» What you will do:
Both the line containing "Indicate the tree" and the last line of the listing are included: write out exactly the lines from one to the other.

» Exercise data:
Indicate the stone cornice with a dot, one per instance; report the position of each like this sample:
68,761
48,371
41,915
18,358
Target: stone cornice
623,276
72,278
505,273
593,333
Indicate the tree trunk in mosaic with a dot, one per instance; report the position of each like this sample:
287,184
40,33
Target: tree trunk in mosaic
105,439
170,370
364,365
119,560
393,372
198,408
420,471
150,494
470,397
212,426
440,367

» Exercise solution:
Indicate the tree trunk in mosaic with a dot, one per instance; report the position of each like this sample:
287,184
40,33
Target: tree trunk in mosaic
105,439
170,370
364,365
119,560
393,372
198,408
420,471
150,494
470,397
212,426
440,367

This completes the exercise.